⟨

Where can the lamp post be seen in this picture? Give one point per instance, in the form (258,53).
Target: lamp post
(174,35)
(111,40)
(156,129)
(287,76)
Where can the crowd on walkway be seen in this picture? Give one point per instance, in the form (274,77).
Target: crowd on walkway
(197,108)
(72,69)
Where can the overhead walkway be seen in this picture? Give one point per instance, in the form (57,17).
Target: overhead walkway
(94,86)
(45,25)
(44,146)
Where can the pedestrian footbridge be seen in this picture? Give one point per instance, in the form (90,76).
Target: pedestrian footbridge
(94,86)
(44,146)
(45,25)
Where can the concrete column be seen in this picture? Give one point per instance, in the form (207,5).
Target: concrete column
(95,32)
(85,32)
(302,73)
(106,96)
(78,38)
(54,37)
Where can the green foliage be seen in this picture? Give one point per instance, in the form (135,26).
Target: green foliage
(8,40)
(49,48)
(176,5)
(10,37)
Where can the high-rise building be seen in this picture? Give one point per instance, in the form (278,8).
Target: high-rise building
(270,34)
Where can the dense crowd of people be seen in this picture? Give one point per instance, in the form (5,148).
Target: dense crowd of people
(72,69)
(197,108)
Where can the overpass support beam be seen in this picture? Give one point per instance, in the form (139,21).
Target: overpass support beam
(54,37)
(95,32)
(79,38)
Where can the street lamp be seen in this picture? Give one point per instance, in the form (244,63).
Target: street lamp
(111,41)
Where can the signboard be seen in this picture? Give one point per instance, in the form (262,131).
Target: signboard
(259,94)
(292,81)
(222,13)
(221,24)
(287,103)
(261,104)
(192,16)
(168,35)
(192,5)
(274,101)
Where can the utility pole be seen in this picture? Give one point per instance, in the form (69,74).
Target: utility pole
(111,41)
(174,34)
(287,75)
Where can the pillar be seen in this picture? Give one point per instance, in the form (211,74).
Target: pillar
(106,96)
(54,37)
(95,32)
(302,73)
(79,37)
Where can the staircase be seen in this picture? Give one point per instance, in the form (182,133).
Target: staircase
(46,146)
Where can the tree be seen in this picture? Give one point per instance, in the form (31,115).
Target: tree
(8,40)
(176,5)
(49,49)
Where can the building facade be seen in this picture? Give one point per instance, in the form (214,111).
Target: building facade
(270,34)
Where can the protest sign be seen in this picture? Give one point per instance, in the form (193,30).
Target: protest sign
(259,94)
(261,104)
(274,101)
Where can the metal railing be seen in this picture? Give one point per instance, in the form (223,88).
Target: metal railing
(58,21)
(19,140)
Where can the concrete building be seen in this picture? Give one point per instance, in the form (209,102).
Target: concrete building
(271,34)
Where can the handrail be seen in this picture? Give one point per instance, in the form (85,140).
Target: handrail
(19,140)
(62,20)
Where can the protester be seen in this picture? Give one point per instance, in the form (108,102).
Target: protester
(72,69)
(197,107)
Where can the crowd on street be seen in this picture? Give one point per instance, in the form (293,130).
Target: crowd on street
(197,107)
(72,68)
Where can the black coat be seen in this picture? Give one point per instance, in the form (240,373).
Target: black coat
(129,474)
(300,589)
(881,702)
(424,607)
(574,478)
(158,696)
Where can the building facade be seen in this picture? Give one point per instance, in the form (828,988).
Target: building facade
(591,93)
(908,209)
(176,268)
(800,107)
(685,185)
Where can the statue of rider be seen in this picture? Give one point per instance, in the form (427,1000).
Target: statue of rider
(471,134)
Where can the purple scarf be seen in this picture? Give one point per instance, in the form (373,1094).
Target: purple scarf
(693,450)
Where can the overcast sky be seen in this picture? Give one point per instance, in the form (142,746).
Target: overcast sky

⟩

WHAT TO DO ::
Please output each line of the items above as a JSON list of strings, one string per line, leaving out blank lines.

SOLUTION BELOW ::
[
  "Where can the lamp post be seen in this picture? Give one point per instance, in the form (258,53).",
  "Target: lamp post",
  "(174,35)",
  "(111,40)",
  "(156,129)",
  "(287,76)",
  "Where can the crowd on walkway be seen in this picture? Give one point per instance, in the form (274,77).",
  "Target: crowd on walkway",
  "(197,108)",
  "(72,69)",
  "Where can the overhead walkway be seen in this picture? Give one point per instance, in the form (57,17).",
  "Target: overhead walkway",
  "(94,86)",
  "(45,25)",
  "(44,146)",
  "Where can the pedestrian footbridge be seen in this picture? Give one point per instance, in the form (90,76).",
  "Target: pedestrian footbridge",
  "(94,86)",
  "(44,146)",
  "(45,25)",
  "Where can the concrete column be seen in this picture? Give one point per instance, in the form (207,5).",
  "Target: concrete column",
  "(95,32)",
  "(85,32)",
  "(302,73)",
  "(106,96)",
  "(78,38)",
  "(54,37)",
  "Where can the green foliage be seen in this picture? Give one point per instance, in the form (135,26).",
  "Target: green foliage",
  "(8,40)",
  "(49,48)",
  "(176,5)",
  "(10,37)",
  "Where can the high-rise building be seen in this picture? Give one point per instance, in the form (278,8).",
  "Target: high-rise building",
  "(270,34)",
  "Where can the dense crowd of people be seen in this picture? Give one point per instance, in the form (5,148).",
  "Target: dense crowd of people",
  "(72,69)",
  "(197,108)",
  "Where can the overpass support beam be seen in this picture? Give one point per instance, in the form (139,21).",
  "Target: overpass support beam",
  "(54,37)",
  "(95,32)",
  "(79,38)",
  "Where can the street lamp be seen in this picture? Give one point per instance, in the form (244,63).",
  "Target: street lamp",
  "(111,41)",
  "Where can the signboard be seen in this picture? Give one point per instance, in the form (262,131).",
  "Target: signboard",
  "(259,94)",
  "(292,81)",
  "(222,13)",
  "(221,24)",
  "(287,103)",
  "(261,104)",
  "(192,16)",
  "(168,35)",
  "(192,5)",
  "(274,101)",
  "Where can the utility pole be seen in this picture? Give one point per instance, in the form (69,74).",
  "Target: utility pole",
  "(111,41)",
  "(174,34)",
  "(287,75)",
  "Where can the pillar be seen in this picture? Give one point per instance, in the form (211,74).",
  "Target: pillar",
  "(106,96)",
  "(54,37)",
  "(95,32)",
  "(302,73)",
  "(79,37)",
  "Where can the staircase be seen in this picture? Give one point per instance, in the form (182,133).",
  "Target: staircase",
  "(46,146)",
  "Where can the tree be seen in this picture? Give one point per instance, in the form (31,115).",
  "Target: tree",
  "(8,40)",
  "(176,5)",
  "(49,49)",
  "Where can the building facade be seen in this picture? Give one point per instance, in the form (214,111).",
  "Target: building facade",
  "(270,34)",
  "Where can the protest sign be seen in this picture? Give one point per instance, in the form (193,30).",
  "Target: protest sign",
  "(259,94)",
  "(261,104)",
  "(274,101)",
  "Where can the metal railing be seen in this picture? Give one point per instance, in the form (223,88).",
  "Target: metal railing",
  "(58,21)",
  "(19,140)",
  "Where can the concrete building be seen in this picture? Give one point per instance, in the form (209,102).",
  "Target: concrete building",
  "(271,34)",
  "Where can the handrail be seen in this picture? Give one point per instance, in the form (85,140).",
  "Target: handrail",
  "(19,140)",
  "(62,20)",
  "Where can the protester be seen in this picture? Give one point per instance, in the form (108,102).",
  "Target: protester",
  "(72,69)",
  "(197,107)",
  "Where can the crowd on street be seen in this picture? Give one point per instance, in the form (293,130).",
  "Target: crowd on street",
  "(197,107)",
  "(72,68)",
  "Where can the black coat be seen in this picture? Give one point per instance, in the form (240,373).",
  "Target: black coat",
  "(129,474)",
  "(300,589)",
  "(881,702)",
  "(424,607)",
  "(574,478)",
  "(158,696)",
  "Where can the building facade be seen in this picture? Give one point per instance, in the form (828,988).",
  "Target: building facade",
  "(591,93)",
  "(908,209)",
  "(176,268)",
  "(800,107)",
  "(685,185)",
  "Where can the statue of rider be seen in this picture? Give one point per instance, in the form (427,1000).",
  "Target: statue of rider",
  "(471,134)",
  "Where can the purple scarf be seen in this picture? Give one point per instance, in the form (373,1094).",
  "Target: purple scarf",
  "(693,450)",
  "Where can the overcast sky be seen in this picture? Give one point per instance, in the form (142,746).",
  "Target: overcast sky"
]